Problem to solve
Reproduce everything from the line containing "the statue's draped" down to the end of the records below, requests included, and add -95 to each number in the answer coordinates. Give only that span.
┌──
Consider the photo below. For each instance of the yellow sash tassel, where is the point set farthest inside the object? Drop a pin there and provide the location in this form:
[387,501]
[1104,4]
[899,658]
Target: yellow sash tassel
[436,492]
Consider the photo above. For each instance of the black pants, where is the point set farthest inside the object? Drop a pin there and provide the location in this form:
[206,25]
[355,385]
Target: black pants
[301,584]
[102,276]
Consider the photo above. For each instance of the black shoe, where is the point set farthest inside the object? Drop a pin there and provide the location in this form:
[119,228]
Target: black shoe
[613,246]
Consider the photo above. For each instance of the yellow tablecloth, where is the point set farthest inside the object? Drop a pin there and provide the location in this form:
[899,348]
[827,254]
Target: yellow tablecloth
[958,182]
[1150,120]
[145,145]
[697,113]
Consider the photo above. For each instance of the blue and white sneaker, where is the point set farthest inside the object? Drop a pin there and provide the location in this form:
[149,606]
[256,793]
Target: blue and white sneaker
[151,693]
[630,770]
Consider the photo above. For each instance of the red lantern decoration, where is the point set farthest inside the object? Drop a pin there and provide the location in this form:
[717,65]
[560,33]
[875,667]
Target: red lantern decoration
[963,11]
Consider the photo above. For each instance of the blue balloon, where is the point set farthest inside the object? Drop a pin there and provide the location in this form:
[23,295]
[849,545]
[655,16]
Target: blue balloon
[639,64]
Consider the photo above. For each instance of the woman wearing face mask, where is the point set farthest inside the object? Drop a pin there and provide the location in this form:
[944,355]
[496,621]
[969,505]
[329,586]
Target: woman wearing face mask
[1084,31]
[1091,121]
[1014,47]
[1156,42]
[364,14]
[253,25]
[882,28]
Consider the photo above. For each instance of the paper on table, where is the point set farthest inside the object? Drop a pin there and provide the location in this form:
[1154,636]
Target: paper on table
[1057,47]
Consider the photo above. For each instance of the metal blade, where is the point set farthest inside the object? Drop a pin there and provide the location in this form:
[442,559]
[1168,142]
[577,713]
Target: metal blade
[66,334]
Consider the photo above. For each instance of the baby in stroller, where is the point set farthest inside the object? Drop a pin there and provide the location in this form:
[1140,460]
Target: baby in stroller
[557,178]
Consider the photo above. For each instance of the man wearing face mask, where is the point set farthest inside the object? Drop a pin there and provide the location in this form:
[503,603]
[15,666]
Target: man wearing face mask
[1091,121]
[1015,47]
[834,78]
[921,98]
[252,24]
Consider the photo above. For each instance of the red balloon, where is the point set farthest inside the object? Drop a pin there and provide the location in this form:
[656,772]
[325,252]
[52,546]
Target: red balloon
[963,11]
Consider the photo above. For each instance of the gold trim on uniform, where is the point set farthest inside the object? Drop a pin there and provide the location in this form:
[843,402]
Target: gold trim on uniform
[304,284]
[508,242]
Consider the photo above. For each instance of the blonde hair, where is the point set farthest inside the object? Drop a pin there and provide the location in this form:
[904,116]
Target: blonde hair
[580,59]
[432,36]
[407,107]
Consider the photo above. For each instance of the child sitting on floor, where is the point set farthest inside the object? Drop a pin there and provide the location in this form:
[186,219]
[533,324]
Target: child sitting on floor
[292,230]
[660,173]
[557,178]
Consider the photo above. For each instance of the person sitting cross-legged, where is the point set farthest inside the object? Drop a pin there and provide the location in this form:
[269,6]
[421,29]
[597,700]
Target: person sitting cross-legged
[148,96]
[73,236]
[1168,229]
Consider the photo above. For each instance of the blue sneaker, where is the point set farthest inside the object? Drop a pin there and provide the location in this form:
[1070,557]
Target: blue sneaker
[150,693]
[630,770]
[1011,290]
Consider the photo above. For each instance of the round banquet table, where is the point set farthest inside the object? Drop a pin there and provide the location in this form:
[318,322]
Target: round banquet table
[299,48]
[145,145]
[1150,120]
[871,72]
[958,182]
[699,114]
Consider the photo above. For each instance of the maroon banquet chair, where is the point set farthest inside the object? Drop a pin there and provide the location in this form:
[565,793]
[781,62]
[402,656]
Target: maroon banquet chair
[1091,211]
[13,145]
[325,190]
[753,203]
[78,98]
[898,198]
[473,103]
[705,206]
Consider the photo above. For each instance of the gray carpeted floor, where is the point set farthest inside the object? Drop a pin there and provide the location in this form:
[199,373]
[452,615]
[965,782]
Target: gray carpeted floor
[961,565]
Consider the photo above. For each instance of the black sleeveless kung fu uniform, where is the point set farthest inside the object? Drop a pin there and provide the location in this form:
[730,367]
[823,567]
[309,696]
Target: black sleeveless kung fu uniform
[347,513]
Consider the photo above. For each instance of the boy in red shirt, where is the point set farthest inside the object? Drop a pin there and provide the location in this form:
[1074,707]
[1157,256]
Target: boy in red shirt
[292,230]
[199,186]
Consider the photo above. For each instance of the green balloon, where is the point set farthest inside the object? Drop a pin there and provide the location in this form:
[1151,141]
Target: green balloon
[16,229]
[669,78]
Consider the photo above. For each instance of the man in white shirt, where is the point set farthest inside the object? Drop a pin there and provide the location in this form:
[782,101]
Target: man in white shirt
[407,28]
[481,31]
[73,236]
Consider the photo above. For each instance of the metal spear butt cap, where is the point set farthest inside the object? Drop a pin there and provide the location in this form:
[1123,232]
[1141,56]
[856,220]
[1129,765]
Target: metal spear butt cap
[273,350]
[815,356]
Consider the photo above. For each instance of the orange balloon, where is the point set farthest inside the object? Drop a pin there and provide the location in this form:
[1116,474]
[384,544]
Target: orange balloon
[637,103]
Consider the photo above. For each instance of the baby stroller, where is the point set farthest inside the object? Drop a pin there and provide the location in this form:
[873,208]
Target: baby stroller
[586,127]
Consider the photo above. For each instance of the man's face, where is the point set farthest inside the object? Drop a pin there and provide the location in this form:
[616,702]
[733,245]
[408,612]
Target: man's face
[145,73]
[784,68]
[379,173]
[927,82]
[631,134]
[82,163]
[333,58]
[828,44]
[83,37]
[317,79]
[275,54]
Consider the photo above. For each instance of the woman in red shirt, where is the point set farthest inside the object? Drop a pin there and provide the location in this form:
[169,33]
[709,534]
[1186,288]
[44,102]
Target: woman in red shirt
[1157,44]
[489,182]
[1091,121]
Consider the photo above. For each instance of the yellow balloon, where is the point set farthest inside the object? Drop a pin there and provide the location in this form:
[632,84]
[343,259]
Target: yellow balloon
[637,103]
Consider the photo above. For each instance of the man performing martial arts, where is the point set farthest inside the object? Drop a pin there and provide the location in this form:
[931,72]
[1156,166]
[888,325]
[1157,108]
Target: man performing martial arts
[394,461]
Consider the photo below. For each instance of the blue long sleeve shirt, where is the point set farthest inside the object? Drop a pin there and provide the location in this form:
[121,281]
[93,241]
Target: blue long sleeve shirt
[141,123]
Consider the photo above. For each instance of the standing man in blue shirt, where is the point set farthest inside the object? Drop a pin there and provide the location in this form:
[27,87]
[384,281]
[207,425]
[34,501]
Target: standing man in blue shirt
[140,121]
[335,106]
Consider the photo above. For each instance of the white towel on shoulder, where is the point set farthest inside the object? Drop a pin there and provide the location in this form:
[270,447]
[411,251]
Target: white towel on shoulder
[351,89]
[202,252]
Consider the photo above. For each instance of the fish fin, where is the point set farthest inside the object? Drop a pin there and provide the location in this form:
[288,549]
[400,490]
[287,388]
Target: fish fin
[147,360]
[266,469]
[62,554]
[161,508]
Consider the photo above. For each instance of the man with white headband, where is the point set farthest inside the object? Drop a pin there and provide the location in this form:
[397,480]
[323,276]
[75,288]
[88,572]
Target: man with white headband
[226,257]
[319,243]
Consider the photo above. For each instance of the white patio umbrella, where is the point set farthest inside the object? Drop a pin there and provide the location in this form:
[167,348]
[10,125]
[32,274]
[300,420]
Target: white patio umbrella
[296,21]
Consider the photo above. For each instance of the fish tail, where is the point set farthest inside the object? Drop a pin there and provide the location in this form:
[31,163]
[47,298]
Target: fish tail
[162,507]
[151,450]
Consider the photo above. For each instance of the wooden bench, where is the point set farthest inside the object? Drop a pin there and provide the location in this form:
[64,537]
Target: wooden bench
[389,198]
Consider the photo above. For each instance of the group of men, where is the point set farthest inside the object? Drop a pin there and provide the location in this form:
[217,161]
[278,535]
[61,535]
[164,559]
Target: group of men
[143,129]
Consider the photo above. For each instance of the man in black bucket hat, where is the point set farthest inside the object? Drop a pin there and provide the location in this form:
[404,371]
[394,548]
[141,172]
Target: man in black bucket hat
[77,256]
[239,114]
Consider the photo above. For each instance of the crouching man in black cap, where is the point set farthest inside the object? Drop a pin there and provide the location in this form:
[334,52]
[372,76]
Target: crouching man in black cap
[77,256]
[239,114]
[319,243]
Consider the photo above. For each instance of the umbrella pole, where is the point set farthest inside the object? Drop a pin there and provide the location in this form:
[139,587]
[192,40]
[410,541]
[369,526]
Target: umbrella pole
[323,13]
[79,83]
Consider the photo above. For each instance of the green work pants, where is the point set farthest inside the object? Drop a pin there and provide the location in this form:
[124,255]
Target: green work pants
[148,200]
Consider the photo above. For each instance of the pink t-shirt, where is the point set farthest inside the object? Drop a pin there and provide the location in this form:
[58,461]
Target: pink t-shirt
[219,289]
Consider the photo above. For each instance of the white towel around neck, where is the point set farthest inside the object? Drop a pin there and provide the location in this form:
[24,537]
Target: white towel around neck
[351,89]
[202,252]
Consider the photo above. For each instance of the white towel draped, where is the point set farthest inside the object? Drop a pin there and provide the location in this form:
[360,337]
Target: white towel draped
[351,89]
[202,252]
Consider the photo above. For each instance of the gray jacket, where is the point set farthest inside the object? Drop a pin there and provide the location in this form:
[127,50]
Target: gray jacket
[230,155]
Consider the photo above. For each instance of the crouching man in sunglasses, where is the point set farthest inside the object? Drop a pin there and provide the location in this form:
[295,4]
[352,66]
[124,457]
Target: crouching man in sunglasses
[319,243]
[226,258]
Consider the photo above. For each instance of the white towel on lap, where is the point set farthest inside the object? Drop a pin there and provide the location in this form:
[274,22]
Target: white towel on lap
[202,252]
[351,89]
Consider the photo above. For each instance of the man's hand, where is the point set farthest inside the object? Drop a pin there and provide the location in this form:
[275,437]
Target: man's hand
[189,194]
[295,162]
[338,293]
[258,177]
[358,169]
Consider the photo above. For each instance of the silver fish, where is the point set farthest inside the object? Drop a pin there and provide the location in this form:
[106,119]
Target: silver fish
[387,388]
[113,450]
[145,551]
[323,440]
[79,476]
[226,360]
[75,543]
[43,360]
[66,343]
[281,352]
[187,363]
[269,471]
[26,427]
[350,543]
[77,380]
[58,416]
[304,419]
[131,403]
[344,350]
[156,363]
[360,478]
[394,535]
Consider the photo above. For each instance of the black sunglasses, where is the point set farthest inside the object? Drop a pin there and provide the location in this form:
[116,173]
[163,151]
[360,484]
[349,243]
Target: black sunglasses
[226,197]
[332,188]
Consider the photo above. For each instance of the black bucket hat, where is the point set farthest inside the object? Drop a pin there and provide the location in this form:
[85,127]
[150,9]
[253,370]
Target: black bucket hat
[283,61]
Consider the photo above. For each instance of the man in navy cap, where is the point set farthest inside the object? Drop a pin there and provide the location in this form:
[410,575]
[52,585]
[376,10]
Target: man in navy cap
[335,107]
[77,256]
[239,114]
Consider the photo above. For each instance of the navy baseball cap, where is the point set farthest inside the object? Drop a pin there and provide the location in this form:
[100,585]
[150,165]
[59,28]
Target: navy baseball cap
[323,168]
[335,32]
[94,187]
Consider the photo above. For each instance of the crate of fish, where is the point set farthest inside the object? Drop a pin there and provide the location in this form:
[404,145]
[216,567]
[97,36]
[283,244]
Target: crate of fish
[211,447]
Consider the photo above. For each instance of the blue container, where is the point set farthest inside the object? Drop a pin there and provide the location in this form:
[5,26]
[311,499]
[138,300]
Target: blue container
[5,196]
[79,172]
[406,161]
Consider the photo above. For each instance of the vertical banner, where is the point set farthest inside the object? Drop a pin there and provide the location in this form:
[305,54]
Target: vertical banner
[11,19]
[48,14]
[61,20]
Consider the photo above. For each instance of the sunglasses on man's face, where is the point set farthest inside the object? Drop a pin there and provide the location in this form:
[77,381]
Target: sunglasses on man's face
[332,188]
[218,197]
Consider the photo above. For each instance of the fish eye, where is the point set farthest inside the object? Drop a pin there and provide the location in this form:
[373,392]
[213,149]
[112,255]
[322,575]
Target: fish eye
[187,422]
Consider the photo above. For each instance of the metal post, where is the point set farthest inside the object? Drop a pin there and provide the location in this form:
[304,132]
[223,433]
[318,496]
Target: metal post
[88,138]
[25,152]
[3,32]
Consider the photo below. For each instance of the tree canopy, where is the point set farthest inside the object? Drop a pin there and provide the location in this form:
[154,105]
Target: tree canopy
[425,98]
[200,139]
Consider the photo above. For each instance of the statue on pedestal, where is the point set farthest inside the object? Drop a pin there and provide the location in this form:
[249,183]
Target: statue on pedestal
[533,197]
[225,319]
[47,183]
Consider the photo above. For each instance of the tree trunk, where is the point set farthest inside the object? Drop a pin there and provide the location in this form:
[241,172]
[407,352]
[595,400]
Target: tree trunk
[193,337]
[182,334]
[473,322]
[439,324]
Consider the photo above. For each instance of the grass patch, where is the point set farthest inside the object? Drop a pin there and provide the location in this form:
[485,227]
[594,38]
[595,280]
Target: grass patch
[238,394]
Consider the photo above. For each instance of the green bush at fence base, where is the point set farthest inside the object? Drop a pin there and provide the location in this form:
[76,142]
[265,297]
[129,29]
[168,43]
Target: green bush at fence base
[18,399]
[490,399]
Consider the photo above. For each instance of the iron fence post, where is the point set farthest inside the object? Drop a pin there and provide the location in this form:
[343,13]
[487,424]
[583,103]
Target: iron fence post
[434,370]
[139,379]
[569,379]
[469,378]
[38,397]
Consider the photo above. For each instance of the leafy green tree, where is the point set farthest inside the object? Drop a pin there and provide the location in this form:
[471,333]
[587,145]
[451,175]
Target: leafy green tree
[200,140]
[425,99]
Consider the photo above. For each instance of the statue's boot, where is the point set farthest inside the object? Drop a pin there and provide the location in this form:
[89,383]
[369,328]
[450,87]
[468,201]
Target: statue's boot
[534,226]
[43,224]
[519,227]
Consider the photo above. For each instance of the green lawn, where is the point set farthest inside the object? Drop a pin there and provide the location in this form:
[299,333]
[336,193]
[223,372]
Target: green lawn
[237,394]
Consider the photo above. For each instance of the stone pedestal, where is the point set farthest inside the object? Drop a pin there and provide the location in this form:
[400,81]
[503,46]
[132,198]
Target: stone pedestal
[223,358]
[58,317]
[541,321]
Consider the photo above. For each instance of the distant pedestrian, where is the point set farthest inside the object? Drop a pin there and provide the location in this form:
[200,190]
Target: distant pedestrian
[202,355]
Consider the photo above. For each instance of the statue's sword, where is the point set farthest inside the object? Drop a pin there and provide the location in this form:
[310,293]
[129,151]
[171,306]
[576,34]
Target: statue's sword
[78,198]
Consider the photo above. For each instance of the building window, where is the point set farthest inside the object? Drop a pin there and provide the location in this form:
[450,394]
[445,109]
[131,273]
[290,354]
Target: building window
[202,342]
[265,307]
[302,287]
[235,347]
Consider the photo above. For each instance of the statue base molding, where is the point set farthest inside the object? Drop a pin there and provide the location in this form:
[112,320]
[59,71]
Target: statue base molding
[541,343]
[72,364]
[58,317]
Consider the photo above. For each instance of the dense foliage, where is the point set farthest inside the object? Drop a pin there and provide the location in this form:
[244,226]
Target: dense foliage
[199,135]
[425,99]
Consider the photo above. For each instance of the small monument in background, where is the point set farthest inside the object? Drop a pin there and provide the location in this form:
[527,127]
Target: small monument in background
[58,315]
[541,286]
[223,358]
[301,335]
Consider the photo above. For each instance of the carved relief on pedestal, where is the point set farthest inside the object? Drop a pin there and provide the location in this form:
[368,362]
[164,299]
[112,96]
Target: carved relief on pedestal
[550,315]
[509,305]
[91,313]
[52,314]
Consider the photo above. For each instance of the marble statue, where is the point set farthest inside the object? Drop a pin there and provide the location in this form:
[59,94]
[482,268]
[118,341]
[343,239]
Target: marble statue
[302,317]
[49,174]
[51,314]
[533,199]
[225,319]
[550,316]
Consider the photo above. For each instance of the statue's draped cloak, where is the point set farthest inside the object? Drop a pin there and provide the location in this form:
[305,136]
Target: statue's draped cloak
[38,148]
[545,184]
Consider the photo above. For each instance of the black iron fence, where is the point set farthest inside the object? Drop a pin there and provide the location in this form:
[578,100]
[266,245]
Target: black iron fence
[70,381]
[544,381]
└──
The result
Consider the photo above. For each instance of the statue's draped cloak, where is the point set farthest inside the object? Drop a pin there and provide the location in this form:
[305,136]
Target: statue's draped cloak
[-57,53]
[450,89]
Consider the photo above. For each instance of the black iron fence, where is the point set farthest inside the object? Drop a pin there and provide the location in this form:
[578,100]
[266,245]
Target: black iron fence
[-25,286]
[449,286]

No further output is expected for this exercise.